----- Selected excerpt -----
Amber: No, it came through the normal channels. The script was written, it had been with SpectreVision for a few years, they were trying to get it made for a while. And then it came across my manager's desk, and my manager knows the production company, and she sent it to me to consider and I read it and my first thought was like, “Me and a Bundy film, what?" and then I thought, actually that's kind of weird and cool and if these people are willing to hire me to direct this then they're weird and cool, and that means I like them. And so I thought OK, I'll go and pitch on it and I did and they liked my pitch and I liked them. I'm not a natural fit for a Bundy film, and to me the fact that they wanted to hire me, it spoke to that they were willing to be courageous and daring, in a way that I wanted to be.
Sadie: It was a perfect fit. Shifting gears, tell us about your filmmaking journey, from your acting career to becoming a director and a writer.
Amber: Yeah, it was a really organic process for me. I started out as a performer and I was doing theater and then that moved into performance art, and then that moved into performance art with a companion video that I would perform alongside. And then I produced and helped edit and acted in a short film, and then that led to making my first feature film. I was living in London at the time and I was really inspired by the dogma film movement that was going on in Europe. And I was like, “Oh, I can just make this with my friends.” All we need is the camera and someone to record the sound and we're golden. And so that's what I did and it just spawned the love of cinema for me.
That first film ended up getting some small distribution and winning some awards and I just fell in love with the process. It’s moved along, like just step by step quite organically for me, but I've always been in the kind of storytelling performance world since I was a little kid. Becoming a director, was a natural fit for me but it happened kind of slowly and organically because I was always the kind of actor that also wanted to be in charge, [laughs] writing the stories and I can sort of steer the ship a little bit more.
----- Given data -----
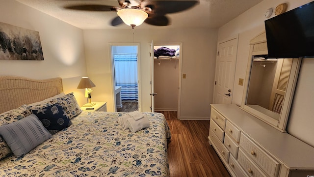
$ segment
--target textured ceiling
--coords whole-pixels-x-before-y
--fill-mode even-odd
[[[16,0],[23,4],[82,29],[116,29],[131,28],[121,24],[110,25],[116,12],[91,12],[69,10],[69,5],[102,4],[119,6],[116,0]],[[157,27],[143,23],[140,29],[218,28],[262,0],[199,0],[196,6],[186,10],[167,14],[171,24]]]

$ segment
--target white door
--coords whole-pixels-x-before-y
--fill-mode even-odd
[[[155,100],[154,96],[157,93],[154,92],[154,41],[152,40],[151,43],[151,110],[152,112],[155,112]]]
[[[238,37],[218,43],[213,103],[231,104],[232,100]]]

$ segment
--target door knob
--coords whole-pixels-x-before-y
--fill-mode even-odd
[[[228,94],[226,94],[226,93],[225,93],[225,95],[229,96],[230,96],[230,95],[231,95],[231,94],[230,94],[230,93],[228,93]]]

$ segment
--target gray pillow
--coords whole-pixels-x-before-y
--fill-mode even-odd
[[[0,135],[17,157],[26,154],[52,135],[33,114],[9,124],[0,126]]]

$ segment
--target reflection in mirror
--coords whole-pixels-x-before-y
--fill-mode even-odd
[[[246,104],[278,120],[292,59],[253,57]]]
-----
----- Given data -----
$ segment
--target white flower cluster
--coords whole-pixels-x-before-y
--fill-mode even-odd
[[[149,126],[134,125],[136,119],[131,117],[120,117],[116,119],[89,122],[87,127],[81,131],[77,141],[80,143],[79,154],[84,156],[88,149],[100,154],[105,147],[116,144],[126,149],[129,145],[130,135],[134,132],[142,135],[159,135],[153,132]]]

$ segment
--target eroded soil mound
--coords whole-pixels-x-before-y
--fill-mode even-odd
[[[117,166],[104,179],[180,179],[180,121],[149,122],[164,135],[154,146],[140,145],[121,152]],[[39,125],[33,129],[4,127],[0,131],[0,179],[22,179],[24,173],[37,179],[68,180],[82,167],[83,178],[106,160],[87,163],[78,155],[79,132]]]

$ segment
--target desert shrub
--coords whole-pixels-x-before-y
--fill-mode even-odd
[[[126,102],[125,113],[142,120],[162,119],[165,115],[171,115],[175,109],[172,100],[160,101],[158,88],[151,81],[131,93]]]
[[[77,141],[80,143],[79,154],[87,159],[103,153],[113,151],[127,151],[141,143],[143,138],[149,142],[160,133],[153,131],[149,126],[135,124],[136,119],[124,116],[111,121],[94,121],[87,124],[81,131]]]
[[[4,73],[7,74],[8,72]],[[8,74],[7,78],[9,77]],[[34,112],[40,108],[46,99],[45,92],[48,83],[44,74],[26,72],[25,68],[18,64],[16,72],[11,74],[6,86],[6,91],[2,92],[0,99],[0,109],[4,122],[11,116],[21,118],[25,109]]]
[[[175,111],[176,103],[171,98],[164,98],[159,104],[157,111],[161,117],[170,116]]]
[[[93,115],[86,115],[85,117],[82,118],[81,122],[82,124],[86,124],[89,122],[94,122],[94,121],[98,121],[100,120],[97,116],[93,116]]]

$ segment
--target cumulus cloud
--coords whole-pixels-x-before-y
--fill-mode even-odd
-----
**Required work:**
[1] In the interview with Amber, where was she living when she made her first feature film?
[2] Carry on the interview with Amber after its last sentence.
You can set the lines aside; they aren't needed.

**List of answers:**
[1] London.

[2]
Sadie: You’ve participated in some of the best fellowships for filmmakers from the AFI Directing Workshop for Women, Film Independent, and NBC Universal Directors Initiative, any general advice for a filmmaker that is thinking of submitting to one of these fellowships?
Amber: The programs are great and they're all different, and you know programs are sort of like a lottery - just keep applying. You'll meet great people, you'll make a network, a kind of community of other filmmakers and you learn something from all of them. Some are helpful in other ways, and in some ways, some are harmful, but I think that the programs are not going to get you work. Some of them give you say an episode of television but very few of them do that. They're more about honing your community. So, in terms of work, that's a separate thing - you have to keep making work and generating material and taking meetings and making stuff. And you do that however you can, everybody does it differently.
Sadie: Keep generating material, absolutely. Well Amber, thank you so much for your time. I’m looking forward to what you have in your film pipeline and hopefully, we get to talk to you again.
Amber: Thank you, so fun to talk to you.
NO MAN OF GOD is available In Theaters, On Demand and Digital August 27, 2021.